(begin)

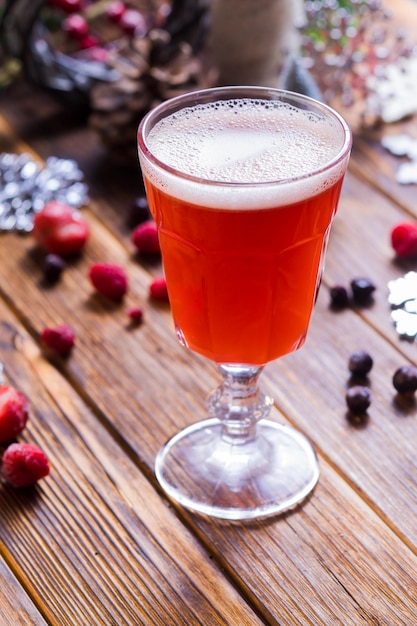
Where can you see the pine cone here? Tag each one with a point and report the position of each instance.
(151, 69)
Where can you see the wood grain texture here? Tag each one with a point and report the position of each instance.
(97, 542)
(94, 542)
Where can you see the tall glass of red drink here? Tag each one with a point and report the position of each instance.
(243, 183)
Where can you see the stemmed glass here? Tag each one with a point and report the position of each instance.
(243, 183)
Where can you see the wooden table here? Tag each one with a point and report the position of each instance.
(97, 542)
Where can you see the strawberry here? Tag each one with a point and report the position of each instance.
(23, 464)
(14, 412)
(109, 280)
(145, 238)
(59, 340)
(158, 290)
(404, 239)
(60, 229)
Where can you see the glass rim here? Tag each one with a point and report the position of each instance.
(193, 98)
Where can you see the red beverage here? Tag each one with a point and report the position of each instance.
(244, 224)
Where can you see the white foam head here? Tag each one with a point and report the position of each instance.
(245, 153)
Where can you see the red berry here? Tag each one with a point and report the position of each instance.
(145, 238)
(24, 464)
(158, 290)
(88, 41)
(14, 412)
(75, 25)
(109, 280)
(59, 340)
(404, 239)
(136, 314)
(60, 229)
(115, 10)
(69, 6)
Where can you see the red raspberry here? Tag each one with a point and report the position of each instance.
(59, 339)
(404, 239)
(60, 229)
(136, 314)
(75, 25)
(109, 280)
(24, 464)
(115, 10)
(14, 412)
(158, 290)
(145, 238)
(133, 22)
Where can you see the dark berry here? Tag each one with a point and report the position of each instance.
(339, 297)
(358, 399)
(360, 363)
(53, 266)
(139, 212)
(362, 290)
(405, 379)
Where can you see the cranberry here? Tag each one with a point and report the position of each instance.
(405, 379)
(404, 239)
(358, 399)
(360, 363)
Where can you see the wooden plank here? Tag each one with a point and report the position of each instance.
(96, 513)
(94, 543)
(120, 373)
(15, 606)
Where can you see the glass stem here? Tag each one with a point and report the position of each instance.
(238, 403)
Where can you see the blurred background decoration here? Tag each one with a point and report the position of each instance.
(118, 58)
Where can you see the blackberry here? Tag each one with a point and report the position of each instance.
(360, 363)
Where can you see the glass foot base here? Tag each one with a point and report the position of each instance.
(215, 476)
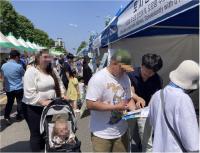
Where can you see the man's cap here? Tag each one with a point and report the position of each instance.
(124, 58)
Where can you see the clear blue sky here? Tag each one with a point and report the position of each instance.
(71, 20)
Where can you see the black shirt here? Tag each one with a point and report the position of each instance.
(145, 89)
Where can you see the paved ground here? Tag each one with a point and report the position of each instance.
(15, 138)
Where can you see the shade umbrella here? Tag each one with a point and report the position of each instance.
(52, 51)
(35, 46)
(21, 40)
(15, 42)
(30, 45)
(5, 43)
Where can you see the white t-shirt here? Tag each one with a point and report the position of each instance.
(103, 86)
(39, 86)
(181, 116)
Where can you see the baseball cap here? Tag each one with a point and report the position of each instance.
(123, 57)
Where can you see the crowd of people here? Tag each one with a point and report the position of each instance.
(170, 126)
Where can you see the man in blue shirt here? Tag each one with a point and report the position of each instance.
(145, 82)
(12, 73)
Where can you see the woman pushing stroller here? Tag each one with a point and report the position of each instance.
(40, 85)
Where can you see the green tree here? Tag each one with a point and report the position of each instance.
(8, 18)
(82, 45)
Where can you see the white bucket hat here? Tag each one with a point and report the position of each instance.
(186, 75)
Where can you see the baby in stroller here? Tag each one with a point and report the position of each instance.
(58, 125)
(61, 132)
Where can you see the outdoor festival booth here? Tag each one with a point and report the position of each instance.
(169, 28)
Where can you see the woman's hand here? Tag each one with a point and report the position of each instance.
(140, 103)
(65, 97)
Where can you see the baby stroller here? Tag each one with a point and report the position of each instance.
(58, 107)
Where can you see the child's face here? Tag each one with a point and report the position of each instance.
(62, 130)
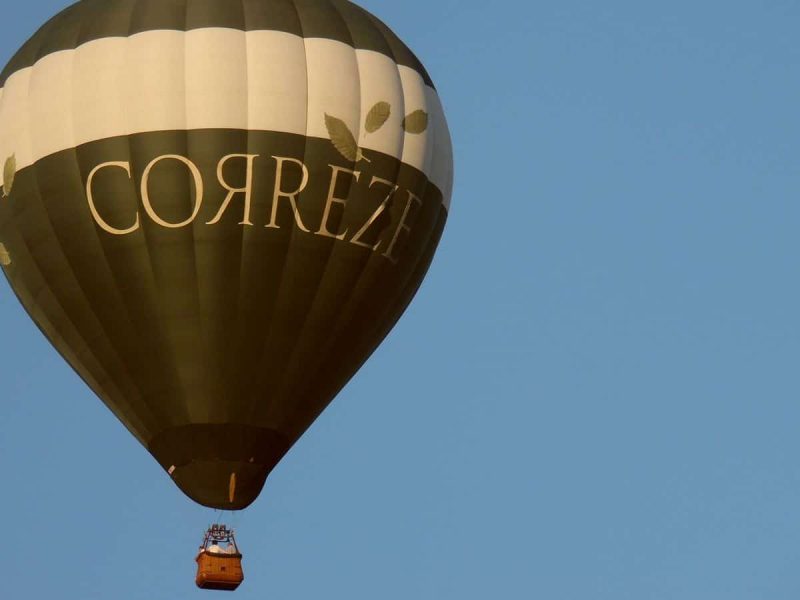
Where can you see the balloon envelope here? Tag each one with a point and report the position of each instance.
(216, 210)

(end)

◆ **Do this**
Can you rewrite every line from the one containing "Where can you see the white bucket" through the end of the lines, inclusive, keeping each request as it is but scaling each point coordinate in the answers by 2.5 and rounding to a whole number, with halves rounded up? Leave the pictures out.

◆ **Task output**
Where can you see the white bucket hat here? Tag each one with a point and report the position of each instance.
(465, 188)
Where can you see the baby in stroller here? Tag each one with a point and report the position of each instance.
(145, 313)
(153, 330)
Where can you see the outdoor festival booth here? Tag each one with a point and report the position of each instance.
(423, 70)
Where can you see the woman's hand here? Tag each one with a point and report the position of each instance.
(350, 258)
(163, 243)
Where can you see the baby stroller here? Tag each one with a point and report the position of each instance.
(145, 268)
Where can you see the child's face here? Tag each one with a point and report the position of each instance.
(155, 325)
Where can you see the balloon envelope here? Tag each one with a point and report the position of each instance.
(540, 525)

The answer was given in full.